## TO DO
When you answer, restate the entries below without altering anything.

━━━━━━━━

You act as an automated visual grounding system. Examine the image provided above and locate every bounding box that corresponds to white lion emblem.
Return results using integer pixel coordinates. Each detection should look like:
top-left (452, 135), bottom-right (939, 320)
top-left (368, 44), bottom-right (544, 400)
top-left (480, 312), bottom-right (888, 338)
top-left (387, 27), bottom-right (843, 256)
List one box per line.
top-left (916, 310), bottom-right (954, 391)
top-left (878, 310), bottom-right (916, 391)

━━━━━━━━

## FINISHED TASK
You act as an automated visual grounding system. Examine the image provided above and locate every bounding box that corresponds to white lion emblem.
Return results using integer pixel coordinates. Each detection should look like:
top-left (452, 135), bottom-right (939, 320)
top-left (368, 44), bottom-right (544, 400)
top-left (480, 312), bottom-right (888, 338)
top-left (387, 27), bottom-right (843, 256)
List one box per line.
top-left (916, 310), bottom-right (954, 391)
top-left (878, 310), bottom-right (916, 391)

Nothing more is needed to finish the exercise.